An exact repetition of the records is required. Leave nothing out.

::: DATA EXTRACTS :::

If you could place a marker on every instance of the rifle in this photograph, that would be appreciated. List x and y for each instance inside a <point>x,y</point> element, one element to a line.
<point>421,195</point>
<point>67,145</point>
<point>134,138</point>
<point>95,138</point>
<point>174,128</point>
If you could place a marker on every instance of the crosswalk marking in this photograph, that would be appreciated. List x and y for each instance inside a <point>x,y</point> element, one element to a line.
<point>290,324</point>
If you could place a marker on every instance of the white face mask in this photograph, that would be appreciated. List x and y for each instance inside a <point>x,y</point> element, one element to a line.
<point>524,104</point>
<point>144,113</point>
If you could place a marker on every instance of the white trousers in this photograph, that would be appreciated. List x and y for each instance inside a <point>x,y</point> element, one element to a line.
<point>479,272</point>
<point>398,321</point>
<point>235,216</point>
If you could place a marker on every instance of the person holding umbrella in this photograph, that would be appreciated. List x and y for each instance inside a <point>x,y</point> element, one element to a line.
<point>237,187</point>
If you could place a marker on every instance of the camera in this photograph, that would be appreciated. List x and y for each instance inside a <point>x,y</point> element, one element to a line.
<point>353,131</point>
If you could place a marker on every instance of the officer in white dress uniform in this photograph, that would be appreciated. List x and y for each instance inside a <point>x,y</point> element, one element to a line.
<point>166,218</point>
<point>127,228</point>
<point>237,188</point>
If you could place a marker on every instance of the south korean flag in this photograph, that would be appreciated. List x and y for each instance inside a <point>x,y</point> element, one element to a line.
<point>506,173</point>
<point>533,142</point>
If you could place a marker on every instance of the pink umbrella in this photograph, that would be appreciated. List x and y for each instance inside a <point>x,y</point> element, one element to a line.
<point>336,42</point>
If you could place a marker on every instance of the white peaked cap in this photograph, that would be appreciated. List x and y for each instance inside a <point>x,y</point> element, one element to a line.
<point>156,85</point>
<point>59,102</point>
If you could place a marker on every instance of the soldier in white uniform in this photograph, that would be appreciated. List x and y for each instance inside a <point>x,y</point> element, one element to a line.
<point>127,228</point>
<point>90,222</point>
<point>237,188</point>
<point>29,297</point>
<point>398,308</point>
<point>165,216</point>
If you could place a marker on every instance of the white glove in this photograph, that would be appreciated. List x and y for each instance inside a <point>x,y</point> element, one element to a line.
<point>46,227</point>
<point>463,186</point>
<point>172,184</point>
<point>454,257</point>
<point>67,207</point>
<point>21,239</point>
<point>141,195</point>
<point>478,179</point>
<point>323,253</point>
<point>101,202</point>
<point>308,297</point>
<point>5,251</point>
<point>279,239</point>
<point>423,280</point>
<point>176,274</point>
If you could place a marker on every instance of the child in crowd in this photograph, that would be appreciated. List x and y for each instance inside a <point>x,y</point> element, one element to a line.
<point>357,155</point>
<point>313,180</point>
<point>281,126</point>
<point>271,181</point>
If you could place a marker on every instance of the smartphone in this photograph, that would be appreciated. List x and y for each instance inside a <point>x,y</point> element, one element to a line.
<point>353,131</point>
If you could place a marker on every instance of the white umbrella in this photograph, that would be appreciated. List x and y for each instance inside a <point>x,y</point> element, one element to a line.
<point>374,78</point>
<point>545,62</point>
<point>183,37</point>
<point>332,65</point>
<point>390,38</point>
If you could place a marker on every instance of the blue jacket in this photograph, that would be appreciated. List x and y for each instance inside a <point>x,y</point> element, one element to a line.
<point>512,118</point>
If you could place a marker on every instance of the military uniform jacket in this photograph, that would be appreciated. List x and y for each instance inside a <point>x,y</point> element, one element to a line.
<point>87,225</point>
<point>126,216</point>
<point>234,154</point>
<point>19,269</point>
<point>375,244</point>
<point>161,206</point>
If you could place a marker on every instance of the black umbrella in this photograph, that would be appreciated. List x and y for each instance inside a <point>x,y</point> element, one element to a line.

:::

• EXERCISE RESPONSE:
If you could place a marker on every instance of the rifle in this photograph, that would be appreciated. List x and y for each instance inside a <point>x,y</point> element, one element to a line.
<point>421,195</point>
<point>67,145</point>
<point>134,138</point>
<point>95,138</point>
<point>174,128</point>
If you could place a marker on every instance of the crosswalk marking in this photograph, that would be appreciated. List x and y for each instance inside a <point>x,y</point> element, one element to a line.
<point>290,324</point>
If you could place a marker on every instance of the white face mask in this photograph, that would be appreciated. List x and y for each instance inside a <point>x,y</point> element, one element to a line.
<point>524,104</point>
<point>144,113</point>
If you could place a marker on every instance of the white trousers in this photograph, that would be appreciated. List x and y for each instance inside a <point>x,y</point> element, one element to a line.
<point>479,272</point>
<point>398,321</point>
<point>235,216</point>
If you could place a marker on every instance of the person holding umbrella in this photograph, that would be appreciated. List x and y for each instance inside a <point>x,y</point> element, one element to a line.
<point>237,187</point>
If you could place a marker on every instance of the camera in this photograph, that would be appreciated. List x and y for each instance inside a <point>x,y</point> element, one element to a line.
<point>353,131</point>
If you could place a marker on every instance of the officer in white dress uniform in this photograph, that would be appreciated. List x and y for each instance inside a <point>x,y</point> element, one element to a line.
<point>166,218</point>
<point>127,228</point>
<point>237,188</point>
If you could place a marker on every instance of the south korean flag in this photograph, that would be appreciated. List x and y for each instance inside a <point>x,y</point> element, one element to a line.
<point>506,173</point>
<point>533,142</point>
If you could place a marker on every instance of the pink umbrella in this photograph, that would be appreciated. List x and y for each instance inside a <point>x,y</point> element, one element to a line.
<point>336,42</point>
If you could place a marker on every instance of the white peaked cap in this photograph, that would be appreciated. List x and y for each instance inside a <point>x,y</point> element, one element to a line.
<point>156,85</point>
<point>59,102</point>
If you could place a marker on every instance of the soldier in white uniform in this photograph, that would be appreciated. List x and y for each instance inside a <point>x,y</point> element, one element to a line.
<point>127,228</point>
<point>90,222</point>
<point>237,188</point>
<point>29,297</point>
<point>398,308</point>
<point>165,216</point>
If you could place a marker on every instance of the white glove in this photograph, that would be appreciated. List x and y for each instance inside a <point>x,y</point> element, one element to a line.
<point>46,227</point>
<point>463,186</point>
<point>172,184</point>
<point>454,257</point>
<point>67,207</point>
<point>21,239</point>
<point>141,195</point>
<point>478,179</point>
<point>323,253</point>
<point>101,202</point>
<point>308,297</point>
<point>5,251</point>
<point>279,239</point>
<point>423,280</point>
<point>176,274</point>
If you could place a marker on every instance of the child in crowd in this photograph, that would be appreciated. List x and y for each instance inside a <point>x,y</point> element, one element to a line.
<point>357,155</point>
<point>313,180</point>
<point>281,126</point>
<point>271,181</point>
If you could place a marker on every instance of the smartphone in this photograph, that would be appreciated. List x and y for each instance inside a <point>x,y</point> element, one element to a line.
<point>353,131</point>
If you could place a marker on every instance of the white umbrella in this photograph, that would be appreciated. List x and y for each instance inside a <point>x,y</point> element, one element to a line.
<point>374,78</point>
<point>545,62</point>
<point>183,37</point>
<point>332,65</point>
<point>390,38</point>
If you could place a marker on every instance of the blue jacket in this photograph, that would be appreciated. List x and y for each instance inside a <point>x,y</point> element, one element to a line.
<point>512,118</point>
If you could place a marker on every instance of the military uniform jacket in this photograph, that would be appreciated. List x and y for each instance inside a <point>x,y</point> element, one element to a line.
<point>87,225</point>
<point>126,216</point>
<point>234,154</point>
<point>19,269</point>
<point>375,244</point>
<point>161,206</point>
If you could place a marker on every instance of the black umbrella in this photograph, that would be appreciated. List x and y for each instance inside a <point>x,y</point> element, one element to a line.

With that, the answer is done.